[[ Listed entries, beginning ]]

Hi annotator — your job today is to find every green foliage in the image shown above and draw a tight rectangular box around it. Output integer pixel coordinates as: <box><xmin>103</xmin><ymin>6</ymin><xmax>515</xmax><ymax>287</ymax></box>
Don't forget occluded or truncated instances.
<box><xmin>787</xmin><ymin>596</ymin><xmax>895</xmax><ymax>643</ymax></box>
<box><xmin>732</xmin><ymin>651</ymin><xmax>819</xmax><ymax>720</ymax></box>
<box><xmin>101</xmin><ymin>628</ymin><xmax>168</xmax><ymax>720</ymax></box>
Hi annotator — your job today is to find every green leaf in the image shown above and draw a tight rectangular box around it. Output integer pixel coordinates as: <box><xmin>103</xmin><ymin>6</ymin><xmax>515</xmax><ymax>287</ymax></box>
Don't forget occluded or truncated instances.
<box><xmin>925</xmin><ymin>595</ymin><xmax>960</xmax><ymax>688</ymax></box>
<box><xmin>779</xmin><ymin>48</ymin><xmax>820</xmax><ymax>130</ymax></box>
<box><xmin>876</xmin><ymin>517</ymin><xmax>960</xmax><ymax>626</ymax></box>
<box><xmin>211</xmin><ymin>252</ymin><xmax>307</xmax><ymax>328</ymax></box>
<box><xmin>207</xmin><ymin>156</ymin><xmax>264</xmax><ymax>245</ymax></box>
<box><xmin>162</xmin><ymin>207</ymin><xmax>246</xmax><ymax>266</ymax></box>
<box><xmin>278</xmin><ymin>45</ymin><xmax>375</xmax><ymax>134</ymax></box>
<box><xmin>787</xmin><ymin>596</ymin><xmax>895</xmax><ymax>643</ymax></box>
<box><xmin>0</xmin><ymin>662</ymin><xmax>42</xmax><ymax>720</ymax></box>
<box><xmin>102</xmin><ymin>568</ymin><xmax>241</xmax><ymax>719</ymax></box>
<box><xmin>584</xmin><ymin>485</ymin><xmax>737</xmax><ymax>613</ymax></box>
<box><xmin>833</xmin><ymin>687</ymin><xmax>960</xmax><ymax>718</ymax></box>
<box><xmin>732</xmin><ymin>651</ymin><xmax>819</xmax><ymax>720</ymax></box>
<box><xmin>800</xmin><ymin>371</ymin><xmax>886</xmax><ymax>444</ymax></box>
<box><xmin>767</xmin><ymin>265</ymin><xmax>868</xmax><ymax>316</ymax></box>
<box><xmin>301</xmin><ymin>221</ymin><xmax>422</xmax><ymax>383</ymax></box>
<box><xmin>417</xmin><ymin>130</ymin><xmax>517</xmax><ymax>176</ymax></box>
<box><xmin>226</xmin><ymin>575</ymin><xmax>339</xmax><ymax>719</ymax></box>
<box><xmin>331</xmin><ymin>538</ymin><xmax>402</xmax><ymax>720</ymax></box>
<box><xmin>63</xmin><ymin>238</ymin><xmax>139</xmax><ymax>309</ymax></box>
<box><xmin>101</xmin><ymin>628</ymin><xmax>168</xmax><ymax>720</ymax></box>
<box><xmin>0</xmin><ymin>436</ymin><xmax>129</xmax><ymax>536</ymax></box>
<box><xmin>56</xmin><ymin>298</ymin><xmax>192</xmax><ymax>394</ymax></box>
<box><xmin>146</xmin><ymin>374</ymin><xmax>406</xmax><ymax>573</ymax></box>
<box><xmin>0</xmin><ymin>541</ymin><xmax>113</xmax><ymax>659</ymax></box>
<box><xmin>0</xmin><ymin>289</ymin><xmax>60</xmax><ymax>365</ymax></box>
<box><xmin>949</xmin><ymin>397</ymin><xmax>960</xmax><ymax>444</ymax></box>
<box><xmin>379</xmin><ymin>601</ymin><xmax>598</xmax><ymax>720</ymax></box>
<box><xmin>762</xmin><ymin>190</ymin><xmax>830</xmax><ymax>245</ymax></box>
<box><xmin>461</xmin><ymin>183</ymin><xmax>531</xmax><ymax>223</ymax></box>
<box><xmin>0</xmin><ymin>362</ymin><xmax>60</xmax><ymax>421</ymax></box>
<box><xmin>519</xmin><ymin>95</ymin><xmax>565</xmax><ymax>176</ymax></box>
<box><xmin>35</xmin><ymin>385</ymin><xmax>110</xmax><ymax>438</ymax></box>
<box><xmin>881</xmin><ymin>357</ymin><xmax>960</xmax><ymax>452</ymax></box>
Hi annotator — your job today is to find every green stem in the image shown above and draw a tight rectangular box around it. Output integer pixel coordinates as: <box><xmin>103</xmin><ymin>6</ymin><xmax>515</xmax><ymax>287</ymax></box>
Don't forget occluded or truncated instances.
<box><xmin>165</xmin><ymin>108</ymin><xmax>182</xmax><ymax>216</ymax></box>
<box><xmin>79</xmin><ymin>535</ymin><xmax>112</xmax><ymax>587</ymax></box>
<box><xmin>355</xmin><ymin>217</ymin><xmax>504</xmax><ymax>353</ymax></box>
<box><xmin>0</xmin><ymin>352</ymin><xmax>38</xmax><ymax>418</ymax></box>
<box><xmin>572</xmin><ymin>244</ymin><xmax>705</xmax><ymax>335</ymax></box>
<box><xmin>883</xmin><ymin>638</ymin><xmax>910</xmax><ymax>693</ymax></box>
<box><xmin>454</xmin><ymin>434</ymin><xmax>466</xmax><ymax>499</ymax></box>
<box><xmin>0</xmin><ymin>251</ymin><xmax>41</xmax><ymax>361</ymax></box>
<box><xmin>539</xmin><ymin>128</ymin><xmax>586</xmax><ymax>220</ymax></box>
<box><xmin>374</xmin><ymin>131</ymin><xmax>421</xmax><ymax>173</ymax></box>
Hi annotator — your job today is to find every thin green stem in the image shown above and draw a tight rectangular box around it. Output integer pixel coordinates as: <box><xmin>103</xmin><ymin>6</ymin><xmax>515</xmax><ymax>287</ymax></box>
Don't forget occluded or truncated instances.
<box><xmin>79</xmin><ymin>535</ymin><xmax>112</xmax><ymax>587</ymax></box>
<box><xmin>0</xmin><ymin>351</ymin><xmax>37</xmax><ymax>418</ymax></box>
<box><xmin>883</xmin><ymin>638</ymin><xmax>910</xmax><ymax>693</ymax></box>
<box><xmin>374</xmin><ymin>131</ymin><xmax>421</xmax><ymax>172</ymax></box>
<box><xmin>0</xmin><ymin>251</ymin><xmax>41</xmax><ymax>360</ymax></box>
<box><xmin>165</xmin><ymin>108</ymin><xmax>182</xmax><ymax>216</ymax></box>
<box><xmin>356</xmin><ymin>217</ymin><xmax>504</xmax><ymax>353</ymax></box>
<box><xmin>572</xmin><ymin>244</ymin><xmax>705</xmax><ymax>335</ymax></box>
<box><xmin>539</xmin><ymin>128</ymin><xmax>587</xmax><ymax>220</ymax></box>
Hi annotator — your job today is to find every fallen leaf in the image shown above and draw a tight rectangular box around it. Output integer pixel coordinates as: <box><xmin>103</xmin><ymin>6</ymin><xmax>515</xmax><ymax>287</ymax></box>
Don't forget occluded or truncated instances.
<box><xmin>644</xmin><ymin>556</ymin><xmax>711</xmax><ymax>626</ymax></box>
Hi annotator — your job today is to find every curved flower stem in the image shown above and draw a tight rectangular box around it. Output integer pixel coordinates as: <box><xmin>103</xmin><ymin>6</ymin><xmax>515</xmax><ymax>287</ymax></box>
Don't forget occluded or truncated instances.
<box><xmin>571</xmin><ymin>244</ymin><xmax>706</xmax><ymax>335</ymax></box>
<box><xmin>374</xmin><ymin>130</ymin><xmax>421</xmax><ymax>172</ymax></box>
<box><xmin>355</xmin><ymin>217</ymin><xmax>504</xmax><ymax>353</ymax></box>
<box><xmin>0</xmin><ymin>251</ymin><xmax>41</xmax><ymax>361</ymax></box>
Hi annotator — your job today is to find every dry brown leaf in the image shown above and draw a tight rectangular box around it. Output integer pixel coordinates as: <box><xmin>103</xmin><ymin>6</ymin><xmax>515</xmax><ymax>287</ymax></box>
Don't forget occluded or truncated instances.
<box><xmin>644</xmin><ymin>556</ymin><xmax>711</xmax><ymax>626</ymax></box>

[[ Listed entries, end ]]

- Task item
The answer is the records above restated word for word from their opening line through the line that holds "every green leaf", both included, and nothing else.

- Reply
Hi annotator — your job today is to find every green foliage in the image shown above and draw a tight rectangular box around it. Output integer pixel coordinates as: <box><xmin>103</xmin><ymin>6</ymin><xmax>515</xmax><ymax>287</ymax></box>
Don't forget occluded or truncated instances.
<box><xmin>787</xmin><ymin>596</ymin><xmax>895</xmax><ymax>643</ymax></box>
<box><xmin>732</xmin><ymin>651</ymin><xmax>819</xmax><ymax>720</ymax></box>
<box><xmin>101</xmin><ymin>628</ymin><xmax>168</xmax><ymax>720</ymax></box>
Hi annotator — your job today is to find every green leaf in the image shown above and draw a tight rectangular box around it. Output integer pixel coordinates as: <box><xmin>103</xmin><ymin>6</ymin><xmax>515</xmax><ymax>287</ymax></box>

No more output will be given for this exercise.